■ **GOAL OF THE EXERCISE**
All lines from the one containing "Keypoint placement: for each instance of the black tricorn" through the last line below must be duplicated exactly, with nothing outside that span.

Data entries
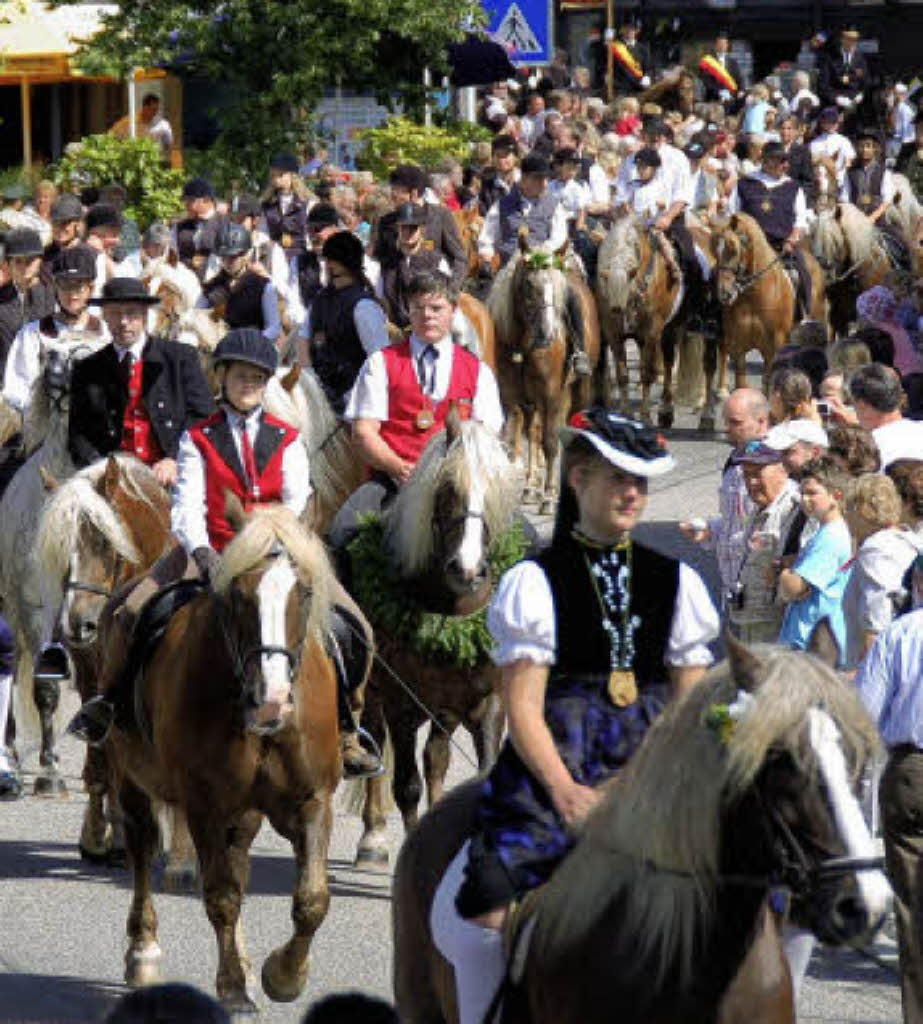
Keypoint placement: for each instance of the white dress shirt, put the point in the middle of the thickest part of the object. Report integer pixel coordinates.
(369, 397)
(24, 363)
(187, 515)
(733, 203)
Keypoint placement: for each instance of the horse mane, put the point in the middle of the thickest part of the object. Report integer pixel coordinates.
(77, 503)
(501, 302)
(476, 450)
(266, 527)
(619, 257)
(651, 851)
(859, 233)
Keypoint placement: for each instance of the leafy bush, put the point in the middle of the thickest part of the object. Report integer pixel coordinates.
(155, 192)
(401, 140)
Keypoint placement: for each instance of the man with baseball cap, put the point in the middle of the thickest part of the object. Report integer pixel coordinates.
(26, 294)
(74, 270)
(439, 230)
(138, 393)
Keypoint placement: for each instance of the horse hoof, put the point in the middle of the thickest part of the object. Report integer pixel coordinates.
(371, 859)
(280, 985)
(142, 967)
(50, 786)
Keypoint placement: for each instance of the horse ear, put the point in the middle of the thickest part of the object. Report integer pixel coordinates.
(747, 669)
(49, 481)
(291, 378)
(234, 511)
(453, 423)
(823, 644)
(110, 481)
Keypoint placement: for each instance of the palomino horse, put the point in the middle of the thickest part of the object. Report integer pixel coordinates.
(758, 297)
(848, 248)
(465, 491)
(536, 301)
(660, 913)
(639, 298)
(99, 528)
(240, 711)
(29, 603)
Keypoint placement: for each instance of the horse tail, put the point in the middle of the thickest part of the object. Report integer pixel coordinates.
(690, 370)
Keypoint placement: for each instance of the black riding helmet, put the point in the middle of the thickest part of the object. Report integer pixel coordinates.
(246, 344)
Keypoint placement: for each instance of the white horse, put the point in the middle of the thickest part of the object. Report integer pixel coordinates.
(30, 600)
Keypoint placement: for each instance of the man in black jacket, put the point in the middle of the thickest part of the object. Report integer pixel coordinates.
(439, 230)
(137, 394)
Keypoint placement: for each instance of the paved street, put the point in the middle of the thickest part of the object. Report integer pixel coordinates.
(61, 923)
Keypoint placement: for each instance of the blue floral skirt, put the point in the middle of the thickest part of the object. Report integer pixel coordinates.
(520, 838)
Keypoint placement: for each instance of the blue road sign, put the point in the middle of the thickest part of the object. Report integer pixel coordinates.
(523, 27)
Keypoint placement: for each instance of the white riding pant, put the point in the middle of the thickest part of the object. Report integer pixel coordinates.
(475, 952)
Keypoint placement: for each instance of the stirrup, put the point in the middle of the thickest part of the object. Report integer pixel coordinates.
(93, 722)
(52, 663)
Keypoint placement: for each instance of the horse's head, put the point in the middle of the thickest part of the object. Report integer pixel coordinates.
(540, 294)
(800, 819)
(465, 486)
(273, 598)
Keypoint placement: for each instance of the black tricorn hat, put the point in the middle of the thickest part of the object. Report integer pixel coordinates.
(125, 290)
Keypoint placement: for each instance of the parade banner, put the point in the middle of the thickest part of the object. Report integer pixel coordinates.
(523, 28)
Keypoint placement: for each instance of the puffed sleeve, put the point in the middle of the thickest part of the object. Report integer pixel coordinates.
(695, 622)
(520, 616)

■ **EXERCISE SOLUTION**
Keypoint placement: for each instance of the black tricorn hat, put the point in the middle of the thickest part of the object. Report integer pixel coordinates.
(125, 290)
Keypoint placement: for each instance of the parade banner, put the point in the middle of the thickest part of the object. Report integer pixel coordinates.
(523, 28)
Keypoint placement: for each instance of the puffed sleeve, put the point in the middle of the thickest part of the object. Report integer pixel coordinates.
(695, 622)
(520, 616)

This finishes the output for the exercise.